Hardy says: “To achieve the nonchalance which is absolutely necessary for a man, one article at least must not match. For instance, you can wear a dark blue suit and tie with a pale blue shirt and navy blue socks, but you must then have a patterned silk handkerchief, say in dark red or a paisley design of green and brown; or you could stick to a blue handkerchief and have dark red socks.”

A command with staying power. This anti-matchy-matchy advice is so Bruno, who insists that an army camouflage uniform needs a scarf to break it up. Head-to-toe looks do nothing for GQ’s associate editor, Robert Johnston, either. “If everything is blue-blue, tone-tone, perfect-perfect, it looks dull,” he says. “It’s really nice to have something that jars the eye.” Plus, dandyish touches, says Mansel Fletcher, executive style editor of Esquire, are coming back.

BEWARE THE BOW-TIE WEARER

Hardy says: “By day, often in patterned or spotted foulard, it is usually worn by individualists … On less genial characters, it can have an aggressive air and can arouse some kind of resentment at first meeting of a new acquaintance.”

He could be right. Is there anything more deliberately “fashion” right now than the bow tie? From the bookish Doctor Who makeover, to Kanye West and Simon Le Bon, the bow tie is everywhere. Richard Gray, editor of 10 Men, may not experience the aggression on meeting a bow-tie wearer that Amies describes, but neither is he impressed: “I’m sick to the death of bow ties. It’s so forced and self regarding.”

■ **Given entries**:
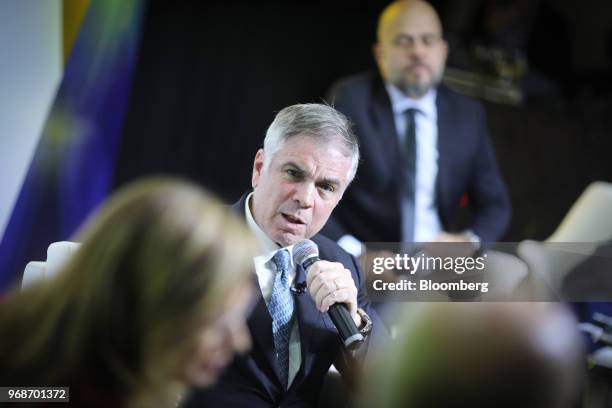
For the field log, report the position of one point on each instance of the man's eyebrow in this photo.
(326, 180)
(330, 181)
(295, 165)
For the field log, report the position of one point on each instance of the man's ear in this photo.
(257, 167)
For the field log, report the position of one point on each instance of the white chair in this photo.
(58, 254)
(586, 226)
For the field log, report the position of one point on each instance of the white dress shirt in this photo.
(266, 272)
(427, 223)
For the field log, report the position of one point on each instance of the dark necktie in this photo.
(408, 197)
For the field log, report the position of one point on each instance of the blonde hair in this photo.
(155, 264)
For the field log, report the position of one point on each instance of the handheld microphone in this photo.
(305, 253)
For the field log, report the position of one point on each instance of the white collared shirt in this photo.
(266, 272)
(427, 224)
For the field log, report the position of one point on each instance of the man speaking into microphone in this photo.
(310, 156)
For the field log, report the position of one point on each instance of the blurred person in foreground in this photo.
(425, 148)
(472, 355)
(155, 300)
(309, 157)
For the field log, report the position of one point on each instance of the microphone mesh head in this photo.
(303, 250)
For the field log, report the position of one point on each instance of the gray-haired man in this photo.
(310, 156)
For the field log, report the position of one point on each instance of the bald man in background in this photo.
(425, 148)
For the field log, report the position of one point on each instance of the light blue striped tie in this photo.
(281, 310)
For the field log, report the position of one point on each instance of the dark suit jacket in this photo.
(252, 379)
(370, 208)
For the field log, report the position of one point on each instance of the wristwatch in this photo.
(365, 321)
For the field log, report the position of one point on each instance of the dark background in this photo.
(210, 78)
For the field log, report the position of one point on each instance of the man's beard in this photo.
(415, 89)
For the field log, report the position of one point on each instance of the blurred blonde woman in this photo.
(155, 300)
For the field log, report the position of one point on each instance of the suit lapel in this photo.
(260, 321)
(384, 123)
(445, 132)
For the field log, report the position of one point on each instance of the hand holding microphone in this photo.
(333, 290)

==

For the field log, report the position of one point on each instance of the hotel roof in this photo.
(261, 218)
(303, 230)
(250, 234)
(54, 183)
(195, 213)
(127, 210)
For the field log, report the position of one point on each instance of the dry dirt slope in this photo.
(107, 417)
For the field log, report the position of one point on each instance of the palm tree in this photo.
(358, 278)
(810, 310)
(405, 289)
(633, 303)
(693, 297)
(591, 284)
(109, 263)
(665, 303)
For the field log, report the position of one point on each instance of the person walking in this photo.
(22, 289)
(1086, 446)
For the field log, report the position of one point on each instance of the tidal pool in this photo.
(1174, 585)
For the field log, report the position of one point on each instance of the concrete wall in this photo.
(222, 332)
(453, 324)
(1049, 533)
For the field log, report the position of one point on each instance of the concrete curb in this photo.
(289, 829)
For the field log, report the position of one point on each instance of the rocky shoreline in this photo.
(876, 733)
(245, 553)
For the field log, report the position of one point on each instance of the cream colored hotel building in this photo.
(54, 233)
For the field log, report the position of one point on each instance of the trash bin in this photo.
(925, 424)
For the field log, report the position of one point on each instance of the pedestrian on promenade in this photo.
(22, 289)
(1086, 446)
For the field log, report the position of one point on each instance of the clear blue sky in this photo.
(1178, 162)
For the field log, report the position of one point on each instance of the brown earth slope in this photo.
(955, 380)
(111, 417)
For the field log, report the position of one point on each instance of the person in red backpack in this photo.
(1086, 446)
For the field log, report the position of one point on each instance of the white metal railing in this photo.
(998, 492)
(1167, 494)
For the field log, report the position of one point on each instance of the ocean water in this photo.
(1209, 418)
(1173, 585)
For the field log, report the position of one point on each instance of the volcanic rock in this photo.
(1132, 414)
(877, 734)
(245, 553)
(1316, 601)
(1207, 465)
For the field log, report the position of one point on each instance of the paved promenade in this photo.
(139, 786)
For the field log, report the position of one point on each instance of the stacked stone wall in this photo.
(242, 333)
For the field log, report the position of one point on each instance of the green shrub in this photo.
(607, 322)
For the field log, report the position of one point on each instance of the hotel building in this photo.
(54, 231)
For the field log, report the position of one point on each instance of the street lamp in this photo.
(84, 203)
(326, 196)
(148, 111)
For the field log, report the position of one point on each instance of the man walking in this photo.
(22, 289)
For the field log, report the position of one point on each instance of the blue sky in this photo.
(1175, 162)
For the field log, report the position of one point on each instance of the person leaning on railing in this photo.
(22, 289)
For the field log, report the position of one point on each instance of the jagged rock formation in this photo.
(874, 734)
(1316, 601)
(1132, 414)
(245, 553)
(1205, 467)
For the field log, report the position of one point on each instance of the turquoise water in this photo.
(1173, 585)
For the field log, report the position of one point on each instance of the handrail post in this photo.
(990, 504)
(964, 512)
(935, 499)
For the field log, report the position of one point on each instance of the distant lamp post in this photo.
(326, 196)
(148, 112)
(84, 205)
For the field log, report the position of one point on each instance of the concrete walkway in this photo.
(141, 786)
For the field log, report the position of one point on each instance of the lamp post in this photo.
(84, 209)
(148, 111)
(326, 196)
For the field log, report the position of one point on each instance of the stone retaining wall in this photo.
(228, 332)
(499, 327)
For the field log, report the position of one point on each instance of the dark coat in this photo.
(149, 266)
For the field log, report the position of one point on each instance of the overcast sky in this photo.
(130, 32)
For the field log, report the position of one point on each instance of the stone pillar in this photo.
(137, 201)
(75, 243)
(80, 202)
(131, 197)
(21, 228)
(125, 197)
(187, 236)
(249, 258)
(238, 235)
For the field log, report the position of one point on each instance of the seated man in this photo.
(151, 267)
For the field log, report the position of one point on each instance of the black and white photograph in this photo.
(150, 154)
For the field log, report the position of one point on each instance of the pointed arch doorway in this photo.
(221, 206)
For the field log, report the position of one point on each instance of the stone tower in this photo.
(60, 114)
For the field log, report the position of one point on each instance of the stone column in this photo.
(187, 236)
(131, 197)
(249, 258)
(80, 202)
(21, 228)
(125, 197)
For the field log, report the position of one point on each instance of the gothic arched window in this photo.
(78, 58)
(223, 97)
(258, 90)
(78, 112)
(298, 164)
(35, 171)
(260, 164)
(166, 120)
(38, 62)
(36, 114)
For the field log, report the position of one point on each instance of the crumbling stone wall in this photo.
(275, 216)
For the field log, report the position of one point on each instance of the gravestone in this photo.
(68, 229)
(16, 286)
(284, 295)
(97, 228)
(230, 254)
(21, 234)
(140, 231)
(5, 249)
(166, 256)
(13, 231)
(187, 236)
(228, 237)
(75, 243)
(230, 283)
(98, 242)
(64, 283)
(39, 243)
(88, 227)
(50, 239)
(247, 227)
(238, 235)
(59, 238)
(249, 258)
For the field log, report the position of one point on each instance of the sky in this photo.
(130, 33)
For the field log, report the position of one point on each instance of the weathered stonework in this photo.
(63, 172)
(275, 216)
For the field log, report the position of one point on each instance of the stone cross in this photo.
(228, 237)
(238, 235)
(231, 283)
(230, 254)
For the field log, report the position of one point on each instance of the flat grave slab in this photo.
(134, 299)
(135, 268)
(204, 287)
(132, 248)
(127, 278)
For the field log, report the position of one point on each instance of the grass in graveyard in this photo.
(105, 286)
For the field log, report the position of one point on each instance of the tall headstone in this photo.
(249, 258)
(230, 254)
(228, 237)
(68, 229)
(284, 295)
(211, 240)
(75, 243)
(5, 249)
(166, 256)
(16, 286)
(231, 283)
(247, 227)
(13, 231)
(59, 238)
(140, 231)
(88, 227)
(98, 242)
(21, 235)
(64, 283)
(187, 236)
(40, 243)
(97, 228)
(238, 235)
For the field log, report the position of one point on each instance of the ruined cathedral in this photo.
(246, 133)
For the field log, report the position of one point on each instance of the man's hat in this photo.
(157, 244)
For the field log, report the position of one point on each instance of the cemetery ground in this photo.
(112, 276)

■ **Problems to solve**:
A) In the text on men's dress advice:
(i) What kind of handkerchief does Hardy say to pair with a dark blue suit and tie, a pale blue shirt, and navy blue socks?
(ii) Who is the executive style editor of Esquire?
(iii) Which editor says he is "sick to the death of bow ties," and what publication does he edit?
B) Continue the text on men's dress advice from its final sentence.
The entries come from a source unrelated to the text on men's dress advice.

■ **Outputs for the tasks**:
A)
(i) A patterned silk handkerchief, for example in dark red or a paisley design of green and brown.
(ii) Mansel Fletcher.
(iii) Richard Gray, editor of 10 Men.

B)
AVOID SANDALS AND SHORTS

Hardy says: “Always wear a collar and tie in a town, even if it’s by the sea, after six o’clock. Never wear shorts except actually on the beach or on a walking tour. All short sleeve shirts look ghastly. Sandals are hell, except on the beach where you want to take them off: or on a boat. And worn with socks are super hell.”

Lighten up. We’re on holiday, Hardy. These issues totally divided the panel. Johnston hates sandals in the city. Fletcher describes socks with sandals as a bit “German bible camp,” a look Gray likes exactly because it feels a bit “awkward.” The short-sleeved shirt, an item I find wholly underrated, is deemed acceptable by Fletcher only if “you’re flying a plane.” Fellow short-sleeve fan Gray, however, suggests styling them in the “classic American preppy way, with a white T-shirt underneath, top button open and roll back the sleeve. Twice. More Richie Cunningham, less Hoxton Square.” Happy days.

MEN CAN WEAR RED

Hardy thinks scarlet is “perhaps the most masculine of all colors,” adding the caveat that “its very flamboyancy limits its use.”